> _任务列表_:
**A.** 根据下面的 Canal 部署教程，说明 canal.deployer 为什么要伪装成 MySQL 从库，用一到三句话回答。
**B.** 在下面的 Canal 部署教程中，Canal Admin 的默认账户和密码分别是什么？
**C.** 请从下面的 Canal 部署教程最后一句之后往下接着写。

> _选定正文_:
************

本章节详细讲解Canal集群的部署，包括Canal Admin管理平台和Canal Deployer服务端的配置。Canal负责实时捕获MySQL的binlog变更，并将数据发送到Kafka消息队列。内容涵盖管理平台搭建、服务端配置、实例管理以及数据同步配置等。

1.部署canal admin

1.1 概述

Canal Admin 是 Canal Deployer 集群的集中管理平台，相当于 Canal 的"管控中心"或"指挥台"。

1.2 架构图

1.3 部署canal admin

01 下载安装

sh 复制代码

# 1.下载
https://github.com/alibaba/canal/releases/download/canal-1.1.8/canal.admin-1.1.8.tar.gz
# 2.解压安装
[worker@canal-12 ~]$ mkdir /data/software/canal
[worker@canal-12 ~]$ cd /data/software/canal
[worker@canal-12 canal]$ mkdir canal_admin
[worker@canal-12 canal]$ tar xf canal.admin-1.1.8.tar.gz -C canal_admin

02 修改配置文件

sh 复制代码

[worker@canal-12 canal]$ cd canal_admin/conf/
[worker@canal-12 conf]$ cat application.yml 
server:
  port: 8089
spring:
  jackson:
    date-format: yyyy-MM-dd HH:mm:ss
    time-zone: GMT+8
                                                                                        spring.datasource:
  address: 172.16.130.57:53306
  database: canal_manager
  url: jdbc:mysql://${spring.datasource.address}/${spring.datasource.database}?useUnicode=true&characterEncoding=UTF-8&useSSL=false&allowPublicKeyRetrieval=true&serverTimezone=Asia/Shanghai&autoReconnect=true&failOverReadOnly=false&maxReconnects=10
  username: canal_admin
  password: 345t3GmowVsMn!@V
  driver-class-name: com.mysql.cj.jdbc.Driver
  hikari:
    maximum-pool-size: 30
    minimum-idle: 1    
#Canal Server 加入 Canal Admin 使用的密码
canal:
  adminUser: admin
  adminPasswd: b8hLqT%y#hJgz2Ea

03 初始化数据库

下图目目录下有canal_manager.sql文件，是初始化数据库的脚本

sh 复制代码

#登录MySQL数据库
mysql -h172.16.130.57 -P53306 -uroot -p
#执行脚本
source /data/software/canal/canal_admin/conf/canal_manager.sql

#创建连接用户
create user canal_admin@'%' identified by '345t3GmowVsMn!@V';
GRANT ALL PRIVILEGES ON `canal_manager`.* TO `canal_admin`@`%`;

04 启动服务

sh 复制代码

[worker@canal-12 conf]$ cd /data/software/canal/canal_admin/
#启动服务
[worker@canal-12 canal_admin]$ ./bin/startup.sh
#登录
http://172.16.130.12:8081
#默认账户/密码
admin/123456
#登录账户后可以修改密码

05 .使用canal admin管理集群

点击集群管理-->新建集群-->输入集群名称和zookeeper地址-->保存

2.部署canal deplyoper集群

服务器ip ： 172.16.130.12/130/131

2.1 下载安装

**canal.deployer：**Canal 核心服务端（Server），负责连接 MySQL 主库，解析 Binlog 并转发给客户端

核心功能

伪装成 MySQL 从库，向主库拉取 Binlog。

************

> _所给记录_:
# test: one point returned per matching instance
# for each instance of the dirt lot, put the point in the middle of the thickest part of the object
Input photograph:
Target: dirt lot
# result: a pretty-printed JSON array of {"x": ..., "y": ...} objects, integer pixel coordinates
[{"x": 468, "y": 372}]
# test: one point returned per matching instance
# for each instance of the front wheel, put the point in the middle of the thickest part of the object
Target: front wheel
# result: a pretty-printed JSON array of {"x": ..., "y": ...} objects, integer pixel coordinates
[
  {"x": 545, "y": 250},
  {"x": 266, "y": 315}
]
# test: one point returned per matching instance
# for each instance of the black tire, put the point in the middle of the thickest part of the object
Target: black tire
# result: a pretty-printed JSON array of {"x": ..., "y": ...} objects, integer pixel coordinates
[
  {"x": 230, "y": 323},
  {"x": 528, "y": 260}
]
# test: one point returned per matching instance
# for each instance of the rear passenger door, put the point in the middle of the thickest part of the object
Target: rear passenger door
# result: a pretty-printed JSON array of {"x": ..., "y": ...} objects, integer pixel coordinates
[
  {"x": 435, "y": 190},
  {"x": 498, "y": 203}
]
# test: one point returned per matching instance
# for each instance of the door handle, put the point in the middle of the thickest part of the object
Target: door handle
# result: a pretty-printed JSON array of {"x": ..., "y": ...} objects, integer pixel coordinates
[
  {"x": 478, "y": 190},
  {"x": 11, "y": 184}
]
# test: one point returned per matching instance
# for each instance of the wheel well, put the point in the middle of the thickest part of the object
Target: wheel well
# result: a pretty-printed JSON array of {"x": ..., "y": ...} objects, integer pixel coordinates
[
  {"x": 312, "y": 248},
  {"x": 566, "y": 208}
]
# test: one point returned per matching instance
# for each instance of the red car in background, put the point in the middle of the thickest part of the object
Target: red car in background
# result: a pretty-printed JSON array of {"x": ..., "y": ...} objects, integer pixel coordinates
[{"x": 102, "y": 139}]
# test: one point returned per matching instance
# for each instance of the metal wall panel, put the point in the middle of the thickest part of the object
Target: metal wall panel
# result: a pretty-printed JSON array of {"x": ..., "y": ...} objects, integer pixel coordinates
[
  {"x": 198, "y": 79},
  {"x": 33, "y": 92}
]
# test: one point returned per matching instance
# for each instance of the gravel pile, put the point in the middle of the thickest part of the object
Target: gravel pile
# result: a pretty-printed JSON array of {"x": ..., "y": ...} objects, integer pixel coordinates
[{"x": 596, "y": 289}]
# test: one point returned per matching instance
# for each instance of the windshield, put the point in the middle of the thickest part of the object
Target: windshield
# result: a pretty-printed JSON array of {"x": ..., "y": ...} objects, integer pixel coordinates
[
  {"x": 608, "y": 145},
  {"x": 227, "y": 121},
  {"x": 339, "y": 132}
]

************

> _各题答案_:
**A.** canal.deployer 伪装成 MySQL 从库，是为了向主库拉取 Binlog。拉取到 Binlog 后，它会进行解析，并转发给客户端。

**B.** 默认账户是 admin，密码是 123456。

**C.**
解析 Binlog 事件（增删改操作）。
将解析结果投递给客户端（如 canal.adapter 或其他自定义程序）

sh 复制代码

# 1.下载
https://github.com/alibaba/canal/releases/download/canal-1.1.8/canal.deployer-1.1.8.tar.gz
# 2.解压安装
[worker@canal-12 ~]$ cd /data/software/canal
[worker@canal-12 canal]$ mkdir deployer
[worker@canal-12 canal]$ tar xf canal.deployer-1.1.8.tar.gz -C deployer

2.2 修改配置文件canal_local.properties

sh 复制代码

#修改配置文件，使用admin管理只需要修改canal_local.properties，其他修改canal.properties
#每台都需要修改
[worker@canal-12 canal]$ cd deployer/conf
[worker@canal-12 conf]$ vim canal_local.properties 
# register ip 每台服务器的ip
canal.register.ip = 172.16.130.12
canal.port = 11111
canal.metrics.pull.port = 11112
             
#################################################
######     Canal Admin 配置
#################################################
canal.admin.mode = manager
canal.admin.manager = 172.16.130.12:8089
# 当前节点的管理端口
canal.admin.port = 11110
#用户密码与admin中application.yml 配置文件一致
#注意密码需要加密，加密方式可以直接在mysql中执行以下语句
#select upper(sha1(unhex(sha1('b8hLqT%y#hJgz2Ea'))))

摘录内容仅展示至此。